Point labeling dataset excerpts:
···

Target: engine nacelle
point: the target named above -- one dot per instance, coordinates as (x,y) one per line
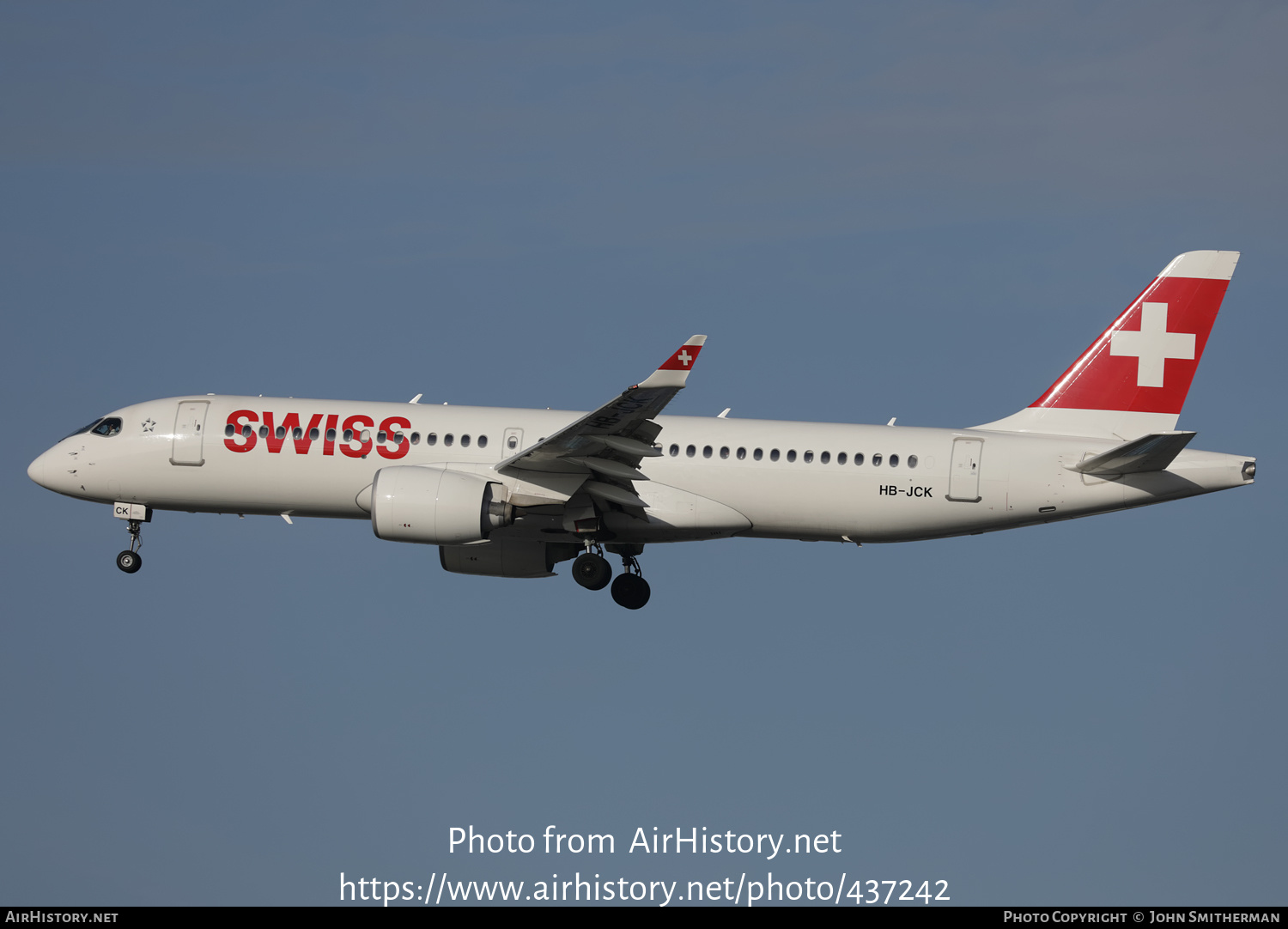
(435,506)
(499,558)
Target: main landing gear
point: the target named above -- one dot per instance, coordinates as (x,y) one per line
(592,571)
(131,561)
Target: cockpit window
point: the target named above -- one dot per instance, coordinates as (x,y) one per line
(84,428)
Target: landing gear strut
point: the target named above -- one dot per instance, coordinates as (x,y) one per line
(131,561)
(592,571)
(630,589)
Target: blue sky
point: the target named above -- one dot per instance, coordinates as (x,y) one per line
(914,210)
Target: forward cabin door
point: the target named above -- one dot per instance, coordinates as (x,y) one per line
(963,472)
(188,425)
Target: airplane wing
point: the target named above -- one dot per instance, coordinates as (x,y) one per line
(610,443)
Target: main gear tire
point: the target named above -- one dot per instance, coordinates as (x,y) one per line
(630,592)
(592,571)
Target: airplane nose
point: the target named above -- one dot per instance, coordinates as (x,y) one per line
(36,471)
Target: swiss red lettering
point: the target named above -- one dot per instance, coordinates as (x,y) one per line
(391,427)
(290,422)
(239,442)
(329,440)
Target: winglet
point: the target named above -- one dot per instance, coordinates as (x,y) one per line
(675,370)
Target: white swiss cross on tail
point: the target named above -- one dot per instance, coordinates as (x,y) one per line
(1151,345)
(675,370)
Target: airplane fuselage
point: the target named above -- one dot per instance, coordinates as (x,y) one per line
(715,477)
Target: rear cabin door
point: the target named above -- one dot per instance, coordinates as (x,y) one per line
(190,422)
(963,472)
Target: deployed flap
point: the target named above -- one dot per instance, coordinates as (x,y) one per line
(623,417)
(1151,452)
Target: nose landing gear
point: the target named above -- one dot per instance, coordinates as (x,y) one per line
(131,561)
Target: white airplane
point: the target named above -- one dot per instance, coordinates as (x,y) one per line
(510,493)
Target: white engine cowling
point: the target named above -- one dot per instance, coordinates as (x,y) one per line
(435,506)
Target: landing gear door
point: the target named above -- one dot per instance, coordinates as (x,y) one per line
(963,472)
(190,422)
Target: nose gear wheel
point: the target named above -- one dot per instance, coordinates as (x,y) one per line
(131,561)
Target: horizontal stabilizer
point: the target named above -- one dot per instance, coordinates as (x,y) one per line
(1151,452)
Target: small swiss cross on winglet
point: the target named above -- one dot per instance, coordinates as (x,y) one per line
(675,370)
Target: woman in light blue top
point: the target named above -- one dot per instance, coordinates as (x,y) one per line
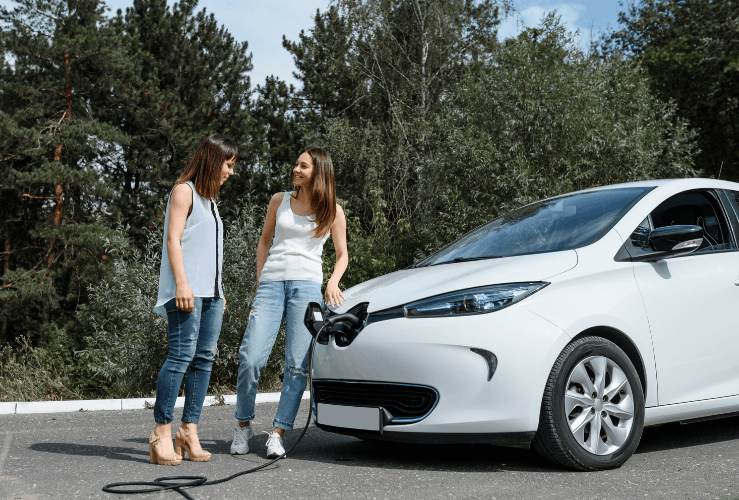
(289,276)
(191,297)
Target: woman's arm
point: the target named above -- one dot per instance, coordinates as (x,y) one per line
(267,232)
(338,233)
(180,206)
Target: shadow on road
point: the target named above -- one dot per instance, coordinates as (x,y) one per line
(91,450)
(330,448)
(676,435)
(327,448)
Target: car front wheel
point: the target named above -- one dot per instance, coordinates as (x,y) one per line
(592,413)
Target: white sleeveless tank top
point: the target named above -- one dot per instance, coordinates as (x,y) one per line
(295,254)
(202,253)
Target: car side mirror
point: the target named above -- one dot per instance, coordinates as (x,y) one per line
(671,241)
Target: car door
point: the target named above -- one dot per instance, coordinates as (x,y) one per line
(692,301)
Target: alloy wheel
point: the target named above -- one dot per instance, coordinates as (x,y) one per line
(599,405)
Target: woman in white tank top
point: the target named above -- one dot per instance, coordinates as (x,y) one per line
(289,276)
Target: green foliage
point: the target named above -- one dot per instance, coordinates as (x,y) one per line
(51,373)
(54,146)
(127,341)
(544,120)
(690,49)
(186,78)
(541,119)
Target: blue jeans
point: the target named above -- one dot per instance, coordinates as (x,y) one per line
(193,339)
(276,301)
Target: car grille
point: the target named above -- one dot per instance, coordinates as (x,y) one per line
(407,403)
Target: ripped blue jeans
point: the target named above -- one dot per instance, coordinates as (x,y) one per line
(276,301)
(193,340)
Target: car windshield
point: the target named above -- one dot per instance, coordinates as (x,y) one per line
(563,223)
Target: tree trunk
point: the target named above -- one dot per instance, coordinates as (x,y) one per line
(59,188)
(6,267)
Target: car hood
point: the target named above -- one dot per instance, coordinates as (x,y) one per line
(408,285)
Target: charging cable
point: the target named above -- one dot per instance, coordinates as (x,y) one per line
(176,483)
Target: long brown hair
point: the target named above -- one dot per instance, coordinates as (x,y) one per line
(323,191)
(206,163)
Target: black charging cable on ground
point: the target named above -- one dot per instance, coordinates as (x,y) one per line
(176,483)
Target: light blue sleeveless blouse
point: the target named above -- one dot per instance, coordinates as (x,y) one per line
(202,253)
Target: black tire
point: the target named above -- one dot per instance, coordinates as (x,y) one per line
(553,440)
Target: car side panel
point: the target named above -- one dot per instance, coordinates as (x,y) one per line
(600,292)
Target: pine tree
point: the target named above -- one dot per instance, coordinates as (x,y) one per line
(691,50)
(55,149)
(189,79)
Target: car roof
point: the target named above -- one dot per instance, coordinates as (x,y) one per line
(664,182)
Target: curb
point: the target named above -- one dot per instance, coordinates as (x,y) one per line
(119,404)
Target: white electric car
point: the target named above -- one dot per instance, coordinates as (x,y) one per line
(568,324)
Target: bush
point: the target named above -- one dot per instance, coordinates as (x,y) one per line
(29,373)
(127,342)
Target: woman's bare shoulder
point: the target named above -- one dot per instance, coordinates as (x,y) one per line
(182,193)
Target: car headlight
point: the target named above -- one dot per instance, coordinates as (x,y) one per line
(471,301)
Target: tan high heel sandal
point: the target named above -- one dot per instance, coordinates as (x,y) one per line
(181,446)
(156,457)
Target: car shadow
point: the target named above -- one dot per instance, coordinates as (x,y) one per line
(91,450)
(675,435)
(331,448)
(327,448)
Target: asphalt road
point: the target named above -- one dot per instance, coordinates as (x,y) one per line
(73,455)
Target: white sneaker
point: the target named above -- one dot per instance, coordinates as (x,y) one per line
(240,444)
(274,446)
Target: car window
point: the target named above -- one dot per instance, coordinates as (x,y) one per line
(696,208)
(564,223)
(733,197)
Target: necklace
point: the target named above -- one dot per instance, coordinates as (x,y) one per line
(305,212)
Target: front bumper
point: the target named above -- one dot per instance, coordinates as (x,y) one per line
(435,352)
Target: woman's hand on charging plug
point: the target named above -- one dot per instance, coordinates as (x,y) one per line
(333,295)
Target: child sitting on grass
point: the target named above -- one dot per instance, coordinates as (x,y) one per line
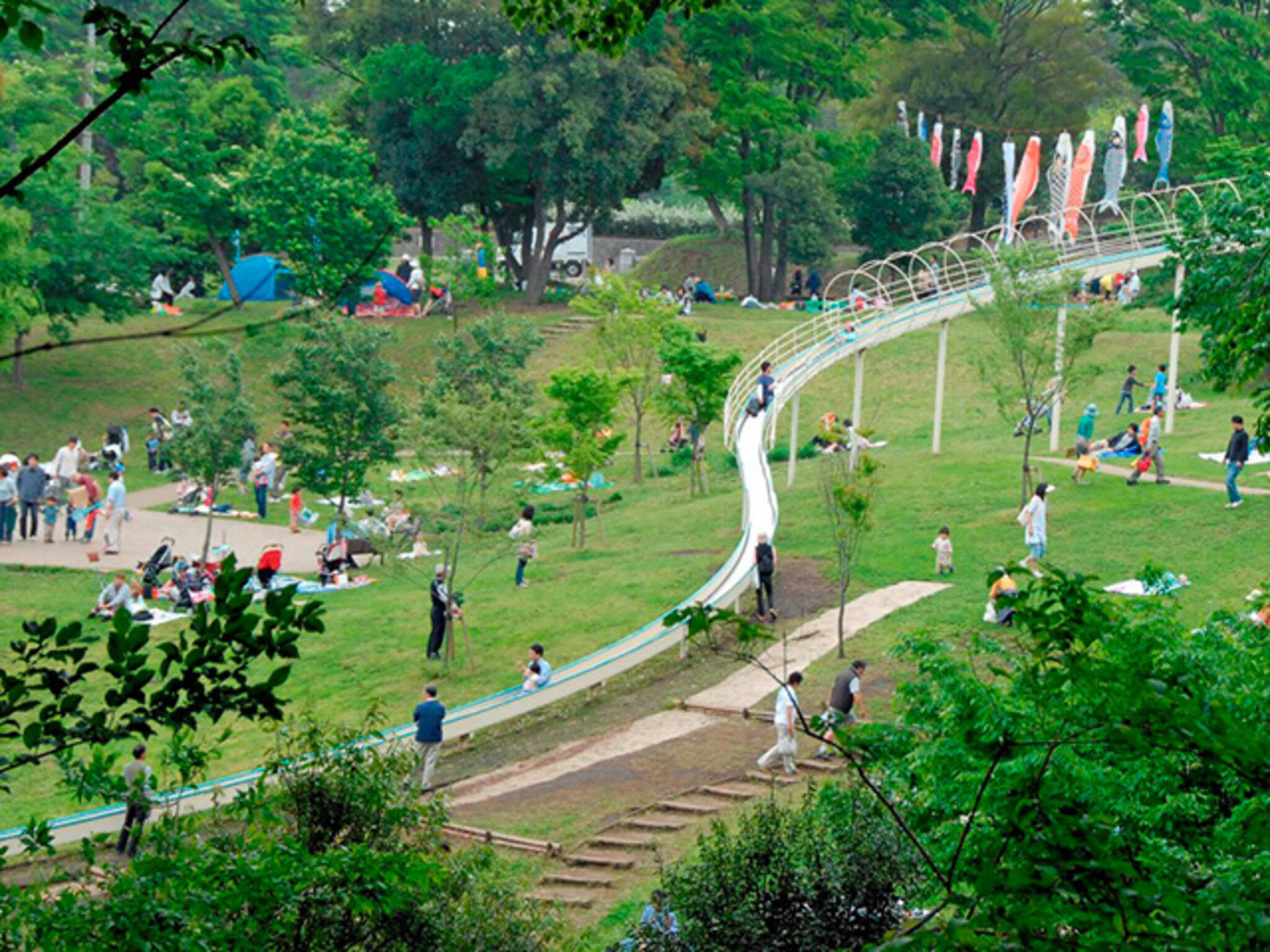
(943,546)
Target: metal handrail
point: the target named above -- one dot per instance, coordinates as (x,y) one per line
(1140,235)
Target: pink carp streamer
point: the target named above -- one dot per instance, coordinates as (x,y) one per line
(1026,179)
(1140,134)
(972,163)
(1082,169)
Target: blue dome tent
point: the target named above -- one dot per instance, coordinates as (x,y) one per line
(259,278)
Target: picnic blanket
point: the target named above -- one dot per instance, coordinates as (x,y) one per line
(418,475)
(308,587)
(1255,457)
(1137,588)
(159,616)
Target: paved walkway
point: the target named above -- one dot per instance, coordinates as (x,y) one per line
(739,691)
(146,530)
(1104,469)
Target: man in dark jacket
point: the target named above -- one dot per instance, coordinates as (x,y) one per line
(440,609)
(1236,456)
(32,482)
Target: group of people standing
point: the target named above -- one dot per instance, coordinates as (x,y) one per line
(35,496)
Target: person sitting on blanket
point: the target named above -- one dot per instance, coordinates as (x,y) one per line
(1001,598)
(113,598)
(1119,443)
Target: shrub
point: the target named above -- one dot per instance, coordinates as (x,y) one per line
(827,874)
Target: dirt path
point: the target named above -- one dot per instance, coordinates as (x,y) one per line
(742,690)
(146,530)
(1150,478)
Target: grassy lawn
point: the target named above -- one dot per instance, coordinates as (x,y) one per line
(659,545)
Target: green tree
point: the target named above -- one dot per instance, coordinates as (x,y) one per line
(211,384)
(203,139)
(901,201)
(1226,295)
(1094,777)
(310,193)
(848,491)
(55,700)
(338,392)
(630,334)
(580,427)
(771,65)
(1005,65)
(1209,58)
(19,304)
(1034,355)
(700,377)
(567,135)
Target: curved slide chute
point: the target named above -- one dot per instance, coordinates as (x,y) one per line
(798,357)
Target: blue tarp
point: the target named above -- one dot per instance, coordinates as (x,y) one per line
(259,278)
(394,286)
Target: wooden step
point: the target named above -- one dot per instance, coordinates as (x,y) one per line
(623,842)
(596,883)
(639,823)
(822,765)
(563,899)
(771,777)
(729,792)
(680,806)
(609,862)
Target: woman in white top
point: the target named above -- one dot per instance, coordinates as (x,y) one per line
(523,532)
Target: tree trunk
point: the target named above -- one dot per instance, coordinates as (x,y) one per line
(768,227)
(211,516)
(717,214)
(223,262)
(18,339)
(843,584)
(639,444)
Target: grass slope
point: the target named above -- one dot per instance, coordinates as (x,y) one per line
(660,545)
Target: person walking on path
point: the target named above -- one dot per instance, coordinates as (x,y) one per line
(429,716)
(8,505)
(538,666)
(527,550)
(766,384)
(263,472)
(765,563)
(1127,390)
(943,546)
(440,610)
(136,778)
(1160,387)
(1032,517)
(116,512)
(32,482)
(1151,452)
(66,462)
(1236,457)
(843,705)
(786,715)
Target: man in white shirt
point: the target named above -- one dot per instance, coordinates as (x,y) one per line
(786,723)
(116,511)
(66,461)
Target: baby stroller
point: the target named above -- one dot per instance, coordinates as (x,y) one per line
(154,566)
(269,565)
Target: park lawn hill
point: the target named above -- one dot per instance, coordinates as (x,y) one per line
(659,545)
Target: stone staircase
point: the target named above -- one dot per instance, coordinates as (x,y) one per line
(591,876)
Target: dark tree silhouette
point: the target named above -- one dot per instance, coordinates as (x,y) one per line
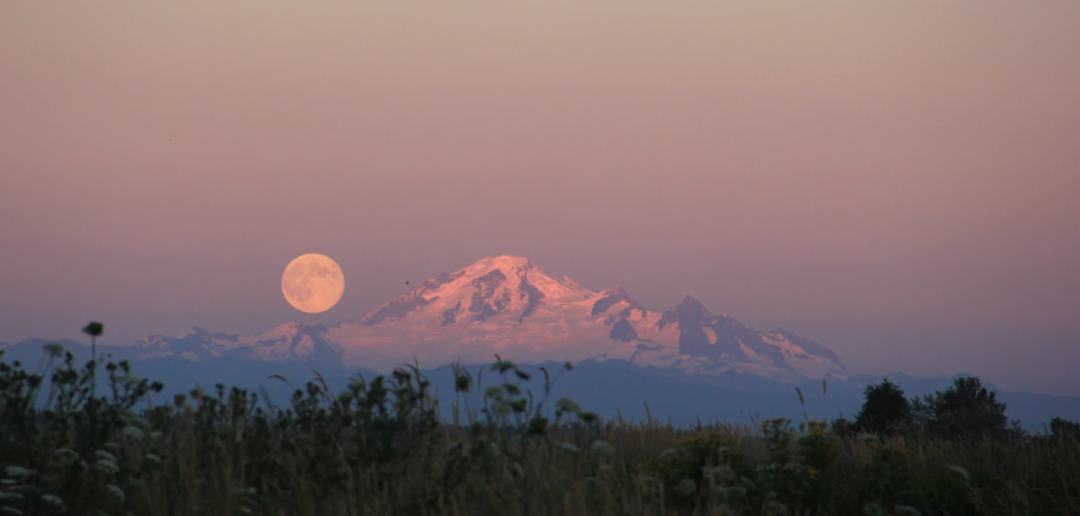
(886,410)
(966,409)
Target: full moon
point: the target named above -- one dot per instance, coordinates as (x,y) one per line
(312,283)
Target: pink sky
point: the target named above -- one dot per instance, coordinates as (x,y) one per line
(898,180)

···

**EXERCISE TASK:** Copy the final portion of the records: every line from the one containing "Target: woman in white top" through the last, word for word, without pictures.

**RESULT:**
Target: woman in white top
point: the target named above -- one dot per instance, coordinates as (x,y) one per line
(523,532)
Target: tree trunk
point: the target named above -- one dot per instance, coordinates as (x,y) one per line
(768,227)
(211,516)
(717,214)
(223,262)
(18,339)
(843,584)
(639,444)
Target: grass slope
point: the target named above -- one dot per instance, coordinates as (x,y) one per line
(660,545)
Target: person walking on path
point: the target named above -- one dot per instance, coordinates as (x,y) one per line
(429,716)
(8,505)
(538,666)
(527,550)
(766,384)
(263,472)
(765,563)
(1127,390)
(943,546)
(440,610)
(136,778)
(1160,387)
(1032,517)
(116,512)
(32,482)
(1151,452)
(66,462)
(1236,457)
(843,705)
(786,715)
Target: man in white shirt
point: the target named above -- one dot per instance, coordinates as (x,y) one per line
(786,723)
(116,511)
(66,461)
Target: baby stroller
point: the target named above -- one dot per instance, coordinates as (x,y) one per line
(154,566)
(269,565)
Target: park lawn hill
point: the target named above -- one dot per instance, coordinates as (x,y) one per line
(659,545)
Target: stone staircase
point: the target named above -- one dot per instance, coordinates as (x,y) one per line
(591,876)
Target: dark tree silhouette
point: the target named above -- one dot per instance, coordinates as (x,y) one per line
(886,410)
(966,409)
Target: full moon
point: the target named above -- one dot per instance, coordinates as (x,y) one per line
(312,283)
Target: pink sky
point: the target named above -- one dot per instance, coordinates as (x,y) one per line
(898,180)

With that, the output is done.